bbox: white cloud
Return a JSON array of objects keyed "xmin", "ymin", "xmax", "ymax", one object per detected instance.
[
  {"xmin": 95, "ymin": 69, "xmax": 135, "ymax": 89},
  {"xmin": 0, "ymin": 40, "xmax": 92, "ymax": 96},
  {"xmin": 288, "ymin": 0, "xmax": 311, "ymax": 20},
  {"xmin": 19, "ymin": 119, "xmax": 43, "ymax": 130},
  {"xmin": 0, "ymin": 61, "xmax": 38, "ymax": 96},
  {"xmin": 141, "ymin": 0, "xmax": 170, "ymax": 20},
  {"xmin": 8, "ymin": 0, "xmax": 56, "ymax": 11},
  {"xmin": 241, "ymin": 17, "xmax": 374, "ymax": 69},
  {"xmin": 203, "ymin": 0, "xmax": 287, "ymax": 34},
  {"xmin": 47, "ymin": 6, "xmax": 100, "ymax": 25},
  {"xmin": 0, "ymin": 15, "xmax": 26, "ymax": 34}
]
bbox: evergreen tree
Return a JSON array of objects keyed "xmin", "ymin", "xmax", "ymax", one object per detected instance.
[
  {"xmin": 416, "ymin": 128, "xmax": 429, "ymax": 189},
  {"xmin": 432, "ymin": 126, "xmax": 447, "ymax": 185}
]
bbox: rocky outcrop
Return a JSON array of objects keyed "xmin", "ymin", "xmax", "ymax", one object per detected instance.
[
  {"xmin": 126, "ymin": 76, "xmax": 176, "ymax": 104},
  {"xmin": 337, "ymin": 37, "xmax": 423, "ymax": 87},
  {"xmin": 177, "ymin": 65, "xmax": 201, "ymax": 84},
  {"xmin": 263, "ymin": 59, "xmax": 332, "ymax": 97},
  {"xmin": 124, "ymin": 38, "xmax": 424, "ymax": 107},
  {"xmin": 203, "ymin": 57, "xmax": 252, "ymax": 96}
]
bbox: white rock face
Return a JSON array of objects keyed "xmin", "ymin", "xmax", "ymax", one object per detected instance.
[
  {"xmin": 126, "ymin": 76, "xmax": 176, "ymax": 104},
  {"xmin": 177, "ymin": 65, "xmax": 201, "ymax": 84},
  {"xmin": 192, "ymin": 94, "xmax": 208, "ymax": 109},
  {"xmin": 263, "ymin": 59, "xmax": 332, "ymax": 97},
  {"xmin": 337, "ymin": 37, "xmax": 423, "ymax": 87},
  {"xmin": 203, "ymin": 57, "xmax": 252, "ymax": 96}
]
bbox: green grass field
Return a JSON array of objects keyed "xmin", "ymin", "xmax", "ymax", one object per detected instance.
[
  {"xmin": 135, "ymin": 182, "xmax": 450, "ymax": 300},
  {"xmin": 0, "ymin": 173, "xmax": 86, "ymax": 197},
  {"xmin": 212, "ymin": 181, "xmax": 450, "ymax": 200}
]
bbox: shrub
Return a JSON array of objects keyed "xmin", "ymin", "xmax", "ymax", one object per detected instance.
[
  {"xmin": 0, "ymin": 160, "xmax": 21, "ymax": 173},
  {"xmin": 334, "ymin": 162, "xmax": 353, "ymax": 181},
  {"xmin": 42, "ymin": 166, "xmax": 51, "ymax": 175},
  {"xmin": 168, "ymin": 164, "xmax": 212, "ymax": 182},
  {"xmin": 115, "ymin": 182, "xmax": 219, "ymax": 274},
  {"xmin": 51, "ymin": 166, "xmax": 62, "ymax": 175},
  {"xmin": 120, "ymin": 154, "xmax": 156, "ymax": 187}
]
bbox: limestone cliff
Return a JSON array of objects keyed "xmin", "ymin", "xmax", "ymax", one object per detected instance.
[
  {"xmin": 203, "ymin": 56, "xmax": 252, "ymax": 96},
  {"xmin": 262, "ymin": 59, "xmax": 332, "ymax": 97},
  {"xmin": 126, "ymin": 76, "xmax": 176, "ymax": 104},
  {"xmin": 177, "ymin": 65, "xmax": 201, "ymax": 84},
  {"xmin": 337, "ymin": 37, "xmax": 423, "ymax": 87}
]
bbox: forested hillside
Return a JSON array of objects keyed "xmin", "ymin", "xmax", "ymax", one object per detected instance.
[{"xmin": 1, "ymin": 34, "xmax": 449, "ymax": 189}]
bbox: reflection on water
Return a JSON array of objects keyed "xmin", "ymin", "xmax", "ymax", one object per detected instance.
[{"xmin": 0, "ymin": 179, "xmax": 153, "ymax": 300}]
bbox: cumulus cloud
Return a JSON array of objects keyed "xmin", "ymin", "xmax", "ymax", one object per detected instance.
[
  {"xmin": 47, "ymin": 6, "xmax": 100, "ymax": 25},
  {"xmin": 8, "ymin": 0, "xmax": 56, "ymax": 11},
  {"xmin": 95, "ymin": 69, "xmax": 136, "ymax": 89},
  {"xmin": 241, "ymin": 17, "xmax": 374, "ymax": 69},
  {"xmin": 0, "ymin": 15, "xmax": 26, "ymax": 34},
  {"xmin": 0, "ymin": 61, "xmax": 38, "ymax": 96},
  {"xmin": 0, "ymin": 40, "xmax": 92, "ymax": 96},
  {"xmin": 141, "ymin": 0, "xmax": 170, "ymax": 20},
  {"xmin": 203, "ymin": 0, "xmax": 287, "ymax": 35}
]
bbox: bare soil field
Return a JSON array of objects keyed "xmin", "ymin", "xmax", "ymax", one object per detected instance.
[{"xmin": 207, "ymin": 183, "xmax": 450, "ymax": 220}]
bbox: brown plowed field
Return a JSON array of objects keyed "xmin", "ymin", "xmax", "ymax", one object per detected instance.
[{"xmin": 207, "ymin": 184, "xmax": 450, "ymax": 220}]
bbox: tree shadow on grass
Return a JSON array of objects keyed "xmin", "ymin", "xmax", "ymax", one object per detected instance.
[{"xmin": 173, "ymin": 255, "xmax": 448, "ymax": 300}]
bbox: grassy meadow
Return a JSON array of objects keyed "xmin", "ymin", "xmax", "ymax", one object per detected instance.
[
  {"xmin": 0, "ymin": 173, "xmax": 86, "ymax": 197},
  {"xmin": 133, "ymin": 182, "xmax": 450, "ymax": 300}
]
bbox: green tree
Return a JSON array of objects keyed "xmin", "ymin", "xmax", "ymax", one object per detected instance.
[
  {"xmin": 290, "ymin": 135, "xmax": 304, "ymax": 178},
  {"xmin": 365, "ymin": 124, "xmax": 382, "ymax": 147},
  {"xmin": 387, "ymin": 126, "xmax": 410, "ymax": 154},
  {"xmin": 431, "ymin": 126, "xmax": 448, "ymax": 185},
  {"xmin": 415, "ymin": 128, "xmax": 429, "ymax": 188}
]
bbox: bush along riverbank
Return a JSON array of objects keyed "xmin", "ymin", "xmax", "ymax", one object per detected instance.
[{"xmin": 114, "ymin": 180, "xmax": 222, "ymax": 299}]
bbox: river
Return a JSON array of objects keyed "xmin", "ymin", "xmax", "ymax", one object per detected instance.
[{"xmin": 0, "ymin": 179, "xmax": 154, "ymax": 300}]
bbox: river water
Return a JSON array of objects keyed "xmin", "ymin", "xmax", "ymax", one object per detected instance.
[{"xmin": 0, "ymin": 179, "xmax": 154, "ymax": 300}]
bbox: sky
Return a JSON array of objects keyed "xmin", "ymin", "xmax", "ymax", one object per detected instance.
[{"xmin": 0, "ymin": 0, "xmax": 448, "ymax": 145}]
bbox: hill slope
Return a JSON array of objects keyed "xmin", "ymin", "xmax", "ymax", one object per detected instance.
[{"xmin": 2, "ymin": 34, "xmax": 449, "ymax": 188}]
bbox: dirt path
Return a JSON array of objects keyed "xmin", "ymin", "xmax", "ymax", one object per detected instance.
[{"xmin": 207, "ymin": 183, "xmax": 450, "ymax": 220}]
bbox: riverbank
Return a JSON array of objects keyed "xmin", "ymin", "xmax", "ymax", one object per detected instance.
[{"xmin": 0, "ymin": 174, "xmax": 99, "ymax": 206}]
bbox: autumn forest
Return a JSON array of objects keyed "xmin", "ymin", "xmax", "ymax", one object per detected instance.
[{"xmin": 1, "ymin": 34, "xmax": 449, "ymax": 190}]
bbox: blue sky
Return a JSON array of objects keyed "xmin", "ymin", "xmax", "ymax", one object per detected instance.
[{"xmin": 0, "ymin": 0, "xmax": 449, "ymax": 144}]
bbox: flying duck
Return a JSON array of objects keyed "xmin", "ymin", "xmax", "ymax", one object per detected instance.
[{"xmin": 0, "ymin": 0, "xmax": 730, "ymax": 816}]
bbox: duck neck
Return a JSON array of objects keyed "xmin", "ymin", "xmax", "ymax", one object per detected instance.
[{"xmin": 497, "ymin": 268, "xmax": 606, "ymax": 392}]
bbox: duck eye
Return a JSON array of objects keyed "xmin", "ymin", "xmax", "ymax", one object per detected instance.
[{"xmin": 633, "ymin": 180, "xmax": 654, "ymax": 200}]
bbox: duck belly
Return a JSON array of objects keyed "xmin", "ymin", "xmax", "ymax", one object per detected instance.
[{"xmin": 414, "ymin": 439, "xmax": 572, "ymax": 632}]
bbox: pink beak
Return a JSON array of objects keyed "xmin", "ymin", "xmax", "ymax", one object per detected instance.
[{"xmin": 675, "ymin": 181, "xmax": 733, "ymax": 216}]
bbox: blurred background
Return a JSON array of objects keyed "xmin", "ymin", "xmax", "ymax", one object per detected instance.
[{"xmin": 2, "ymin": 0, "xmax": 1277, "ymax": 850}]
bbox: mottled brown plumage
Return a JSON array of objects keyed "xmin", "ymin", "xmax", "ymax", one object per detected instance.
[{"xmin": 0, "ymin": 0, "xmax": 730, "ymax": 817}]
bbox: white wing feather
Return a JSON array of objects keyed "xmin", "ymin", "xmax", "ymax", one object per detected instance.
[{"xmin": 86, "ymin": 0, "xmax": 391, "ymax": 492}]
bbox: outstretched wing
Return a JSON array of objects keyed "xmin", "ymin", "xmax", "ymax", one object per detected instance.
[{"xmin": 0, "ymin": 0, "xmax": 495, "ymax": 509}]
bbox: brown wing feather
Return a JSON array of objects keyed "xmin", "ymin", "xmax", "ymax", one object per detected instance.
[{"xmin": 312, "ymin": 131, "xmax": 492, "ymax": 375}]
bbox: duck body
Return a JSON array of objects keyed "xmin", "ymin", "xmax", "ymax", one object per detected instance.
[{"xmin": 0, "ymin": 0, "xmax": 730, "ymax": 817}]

**WHAT TO DO:** What you output must match the lines from the beginning of the material through the line with "bbox: evergreen tree" exactly, both ends included.

**RESULT FOR THIS TASK:**
bbox: white cloud
Return a JSON array of objects keyed "xmin", "ymin", "xmax", "ymax", one object per detected instance.
[
  {"xmin": 95, "ymin": 69, "xmax": 135, "ymax": 89},
  {"xmin": 0, "ymin": 40, "xmax": 92, "ymax": 96},
  {"xmin": 288, "ymin": 0, "xmax": 311, "ymax": 20},
  {"xmin": 19, "ymin": 119, "xmax": 43, "ymax": 130},
  {"xmin": 0, "ymin": 61, "xmax": 38, "ymax": 96},
  {"xmin": 141, "ymin": 0, "xmax": 170, "ymax": 20},
  {"xmin": 8, "ymin": 0, "xmax": 56, "ymax": 11},
  {"xmin": 241, "ymin": 17, "xmax": 374, "ymax": 69},
  {"xmin": 203, "ymin": 0, "xmax": 287, "ymax": 34},
  {"xmin": 47, "ymin": 6, "xmax": 100, "ymax": 25},
  {"xmin": 0, "ymin": 15, "xmax": 26, "ymax": 34}
]
bbox: evergreen tree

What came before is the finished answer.